Requirement: Rewrite the records from the line containing "Highlight blue sky." through the end of the records, renaming every "per detection" to "for each detection" and leaving everything else as it stands. Omit the pictures from your answer.

--- Start Data supplied ---

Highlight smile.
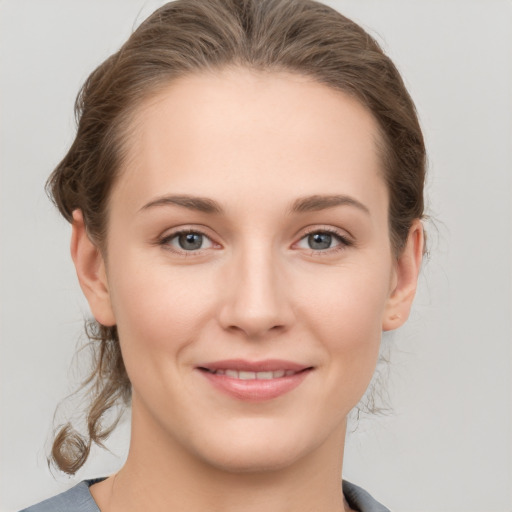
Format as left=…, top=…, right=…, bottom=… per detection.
left=196, top=360, right=314, bottom=402
left=204, top=368, right=298, bottom=380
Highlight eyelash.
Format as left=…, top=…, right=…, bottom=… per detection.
left=158, top=228, right=354, bottom=257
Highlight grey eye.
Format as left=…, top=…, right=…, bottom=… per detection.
left=308, top=232, right=332, bottom=251
left=178, top=233, right=203, bottom=251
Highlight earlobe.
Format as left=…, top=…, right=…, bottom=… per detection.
left=382, top=219, right=424, bottom=331
left=71, top=210, right=116, bottom=326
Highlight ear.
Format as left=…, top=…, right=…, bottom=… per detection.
left=71, top=210, right=116, bottom=326
left=382, top=219, right=424, bottom=331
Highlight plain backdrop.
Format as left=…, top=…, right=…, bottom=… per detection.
left=0, top=0, right=512, bottom=512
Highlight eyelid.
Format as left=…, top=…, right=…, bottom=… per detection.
left=294, top=225, right=354, bottom=256
left=156, top=226, right=220, bottom=257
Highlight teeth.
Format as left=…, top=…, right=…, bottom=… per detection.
left=212, top=370, right=296, bottom=380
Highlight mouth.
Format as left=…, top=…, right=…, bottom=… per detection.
left=197, top=360, right=314, bottom=402
left=199, top=367, right=312, bottom=380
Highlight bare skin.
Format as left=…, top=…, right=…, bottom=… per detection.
left=71, top=69, right=423, bottom=512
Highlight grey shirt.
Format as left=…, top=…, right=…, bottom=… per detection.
left=20, top=478, right=389, bottom=512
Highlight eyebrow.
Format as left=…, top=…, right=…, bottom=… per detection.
left=141, top=194, right=370, bottom=215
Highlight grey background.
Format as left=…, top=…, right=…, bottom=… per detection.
left=0, top=0, right=512, bottom=512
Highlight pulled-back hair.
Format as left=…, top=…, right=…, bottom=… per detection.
left=47, top=0, right=425, bottom=474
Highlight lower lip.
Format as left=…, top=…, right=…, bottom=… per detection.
left=199, top=368, right=311, bottom=402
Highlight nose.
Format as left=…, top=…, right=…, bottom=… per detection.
left=220, top=245, right=293, bottom=339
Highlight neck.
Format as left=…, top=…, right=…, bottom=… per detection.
left=91, top=400, right=349, bottom=512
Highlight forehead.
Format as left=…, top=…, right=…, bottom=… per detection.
left=114, top=68, right=385, bottom=214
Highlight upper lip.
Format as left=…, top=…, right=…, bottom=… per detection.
left=198, top=359, right=311, bottom=372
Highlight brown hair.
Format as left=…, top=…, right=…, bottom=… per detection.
left=47, top=0, right=425, bottom=474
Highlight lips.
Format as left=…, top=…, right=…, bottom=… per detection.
left=197, top=359, right=313, bottom=402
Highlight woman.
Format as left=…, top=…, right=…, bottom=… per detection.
left=21, top=0, right=425, bottom=512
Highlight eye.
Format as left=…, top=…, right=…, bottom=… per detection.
left=160, top=229, right=213, bottom=252
left=297, top=229, right=352, bottom=252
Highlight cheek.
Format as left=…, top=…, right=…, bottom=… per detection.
left=105, top=249, right=212, bottom=357
left=301, top=265, right=390, bottom=394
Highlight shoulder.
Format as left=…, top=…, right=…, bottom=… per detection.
left=343, top=480, right=390, bottom=512
left=20, top=478, right=103, bottom=512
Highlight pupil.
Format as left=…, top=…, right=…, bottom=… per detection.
left=308, top=233, right=332, bottom=250
left=179, top=233, right=203, bottom=250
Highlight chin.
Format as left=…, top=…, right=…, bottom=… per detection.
left=187, top=424, right=324, bottom=473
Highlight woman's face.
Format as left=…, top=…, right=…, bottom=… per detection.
left=76, top=69, right=420, bottom=471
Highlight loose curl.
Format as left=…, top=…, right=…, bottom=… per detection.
left=47, top=0, right=426, bottom=474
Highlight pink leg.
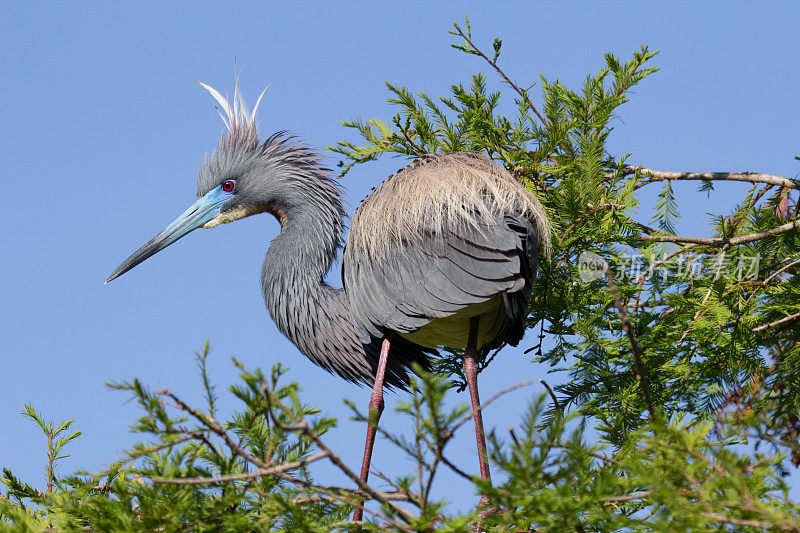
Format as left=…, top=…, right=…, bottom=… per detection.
left=353, top=333, right=392, bottom=522
left=464, top=316, right=492, bottom=503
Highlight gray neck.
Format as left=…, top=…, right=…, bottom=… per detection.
left=261, top=200, right=342, bottom=344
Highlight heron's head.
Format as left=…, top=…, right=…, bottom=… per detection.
left=106, top=82, right=278, bottom=283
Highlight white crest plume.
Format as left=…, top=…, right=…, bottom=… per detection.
left=197, top=77, right=271, bottom=133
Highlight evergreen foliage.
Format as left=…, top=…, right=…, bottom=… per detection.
left=0, top=17, right=800, bottom=532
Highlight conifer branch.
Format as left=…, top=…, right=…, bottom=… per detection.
left=605, top=266, right=655, bottom=420
left=620, top=165, right=800, bottom=190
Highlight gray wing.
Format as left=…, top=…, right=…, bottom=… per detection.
left=342, top=210, right=539, bottom=349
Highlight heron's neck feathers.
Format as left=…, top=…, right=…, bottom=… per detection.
left=261, top=143, right=345, bottom=336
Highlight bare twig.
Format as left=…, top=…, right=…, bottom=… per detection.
left=703, top=512, right=800, bottom=531
left=604, top=490, right=652, bottom=503
left=637, top=219, right=800, bottom=246
left=539, top=379, right=561, bottom=412
left=753, top=313, right=800, bottom=333
left=452, top=381, right=533, bottom=433
left=606, top=266, right=655, bottom=420
left=456, top=26, right=549, bottom=126
left=150, top=452, right=328, bottom=485
left=621, top=165, right=800, bottom=189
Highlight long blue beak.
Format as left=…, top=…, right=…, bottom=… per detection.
left=106, top=187, right=233, bottom=283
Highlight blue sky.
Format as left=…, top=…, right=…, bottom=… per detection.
left=0, top=2, right=800, bottom=508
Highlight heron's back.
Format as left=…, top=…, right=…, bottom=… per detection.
left=342, top=153, right=549, bottom=349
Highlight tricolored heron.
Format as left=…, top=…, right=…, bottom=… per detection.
left=106, top=83, right=550, bottom=520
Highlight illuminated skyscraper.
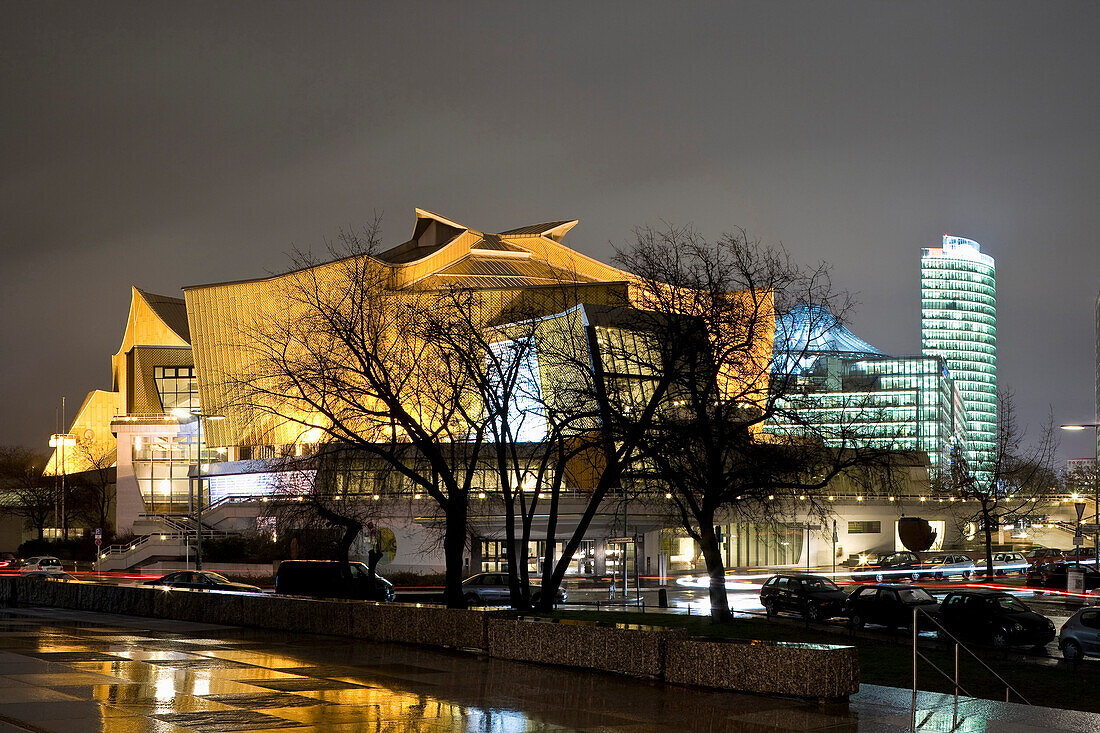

--- End Data supplied ---

Correct answer:
Highlight blue sky.
Format as left=…, top=…, right=…, bottom=… for each detection.
left=0, top=2, right=800, bottom=508
Highlight heron's back.
Format as left=…, top=…, right=…, bottom=… for each detection.
left=342, top=153, right=549, bottom=349
Highlight tricolored heron.
Format as left=…, top=…, right=…, bottom=… for each detection.
left=106, top=83, right=550, bottom=520
Highlight illuminated skyscraper.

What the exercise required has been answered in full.